- [Exercise description]:
Rewrite the listing from the line containing "Would you be able to tag each instance of the jet" through its final line, changing every "marker" to "point" and leaving the rest unchanged.

- [Listed entries]:

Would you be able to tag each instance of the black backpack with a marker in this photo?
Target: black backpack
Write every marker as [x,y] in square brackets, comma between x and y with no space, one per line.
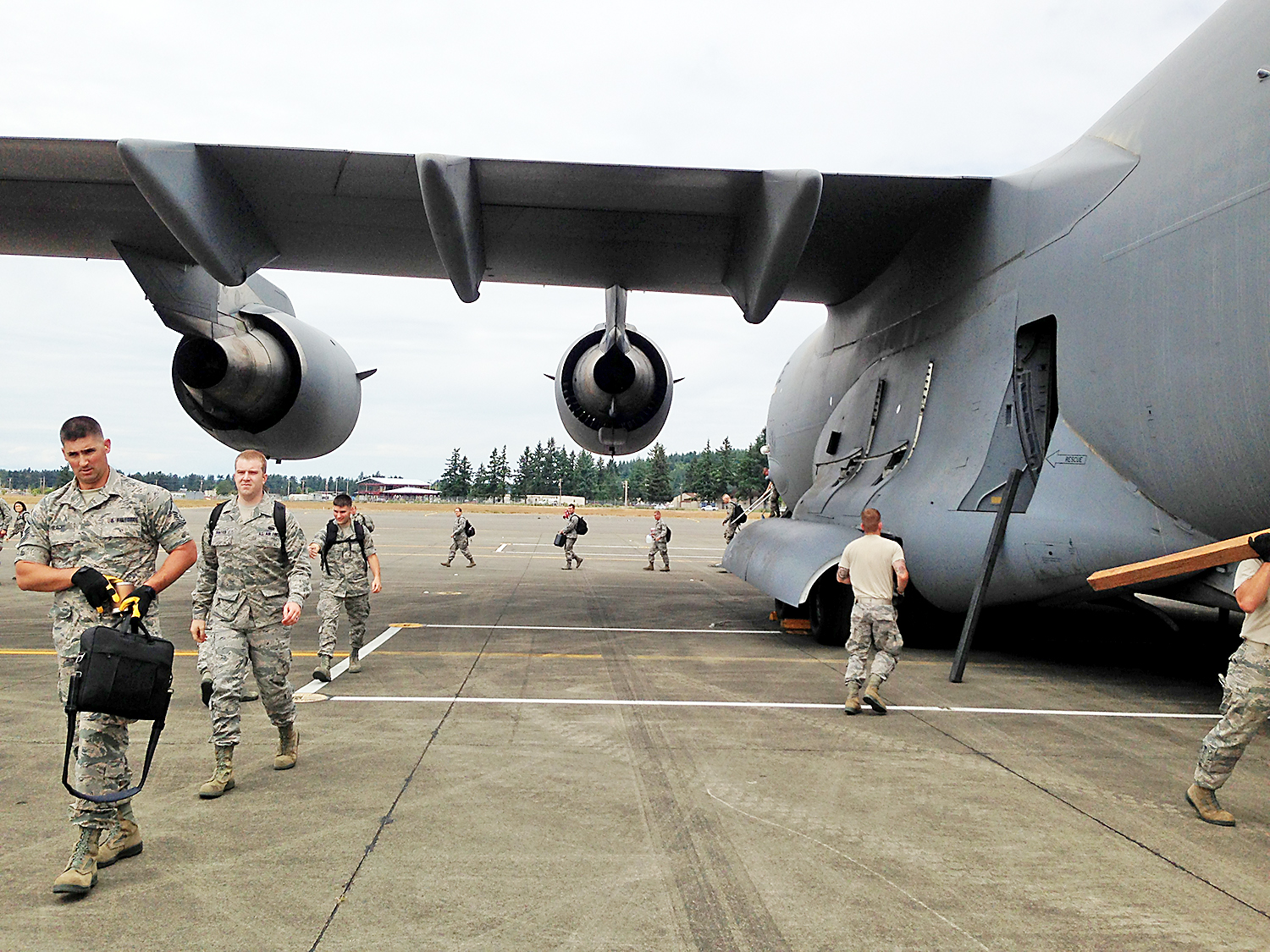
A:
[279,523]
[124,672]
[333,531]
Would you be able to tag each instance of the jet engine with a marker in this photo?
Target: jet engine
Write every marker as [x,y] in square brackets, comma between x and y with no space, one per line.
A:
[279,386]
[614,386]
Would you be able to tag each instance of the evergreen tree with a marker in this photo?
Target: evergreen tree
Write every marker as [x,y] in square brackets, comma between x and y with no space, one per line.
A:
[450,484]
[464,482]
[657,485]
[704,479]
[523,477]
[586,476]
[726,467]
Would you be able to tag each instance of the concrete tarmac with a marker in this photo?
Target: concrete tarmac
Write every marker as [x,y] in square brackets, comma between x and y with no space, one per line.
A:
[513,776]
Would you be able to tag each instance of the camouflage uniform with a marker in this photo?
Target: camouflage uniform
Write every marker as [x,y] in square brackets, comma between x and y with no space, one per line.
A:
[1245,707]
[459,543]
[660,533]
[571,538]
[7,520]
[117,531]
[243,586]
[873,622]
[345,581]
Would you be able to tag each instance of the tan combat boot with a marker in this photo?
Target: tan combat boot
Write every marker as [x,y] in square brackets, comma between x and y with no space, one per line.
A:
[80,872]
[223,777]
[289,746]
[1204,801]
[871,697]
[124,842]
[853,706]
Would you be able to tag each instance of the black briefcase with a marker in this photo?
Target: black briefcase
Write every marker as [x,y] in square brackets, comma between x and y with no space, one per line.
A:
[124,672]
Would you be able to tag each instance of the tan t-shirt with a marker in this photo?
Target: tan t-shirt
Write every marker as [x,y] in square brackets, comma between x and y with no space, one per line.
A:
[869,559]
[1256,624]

- [Written response]:
Would you be able to tag each instance of the jet engine with a point in this photo?
Target: jet engine
Write every point as [x,y] in square brackets, comma between x and y with no space, one per line.
A:
[279,386]
[614,386]
Would you be able to tag each instance of the evergreen tree with a point in this photo?
Target: evergreen tree
Write every point as [x,y] in square brackets, comma between x and y with no space, one per line.
A:
[450,484]
[464,482]
[657,485]
[704,479]
[523,477]
[586,476]
[726,467]
Would you be able to tag each instance of the concrete tarmac with a point in this photo?
Target: concrete tarmac
Write every point as [x,y] in square brackets, comma between x and y with no space, one per line.
A:
[513,776]
Would you be able to tag each instance of the camouflage uniform with a point in this photo?
Target: camouflage uniform
Write every point as [x,y] in square brackets, comma between x and y with no space, one per line.
A:
[1245,707]
[459,543]
[660,533]
[571,538]
[7,520]
[117,531]
[243,586]
[873,622]
[345,581]
Would you be able to tag each instance of the tan combat boot with a point in this photo?
Target: tan combat boot
Write every point as [x,y] in square brackets, comma between x and y with no space, one per line.
A:
[80,872]
[223,777]
[289,746]
[1204,801]
[871,697]
[124,842]
[853,706]
Would you be able to tag each instance of the black briefcase with a point in this photo?
Target: black briefcase
Write every point as [x,y] in square brackets, comma between x and y with no space, one per line.
A:
[124,672]
Would you be able to tag each instance of the tan t-shirt with a point in this photo?
Target: tan t-shirt
Write every point as [x,y] in square brackets, comma between x and y with no space, one per line.
A:
[869,559]
[1256,624]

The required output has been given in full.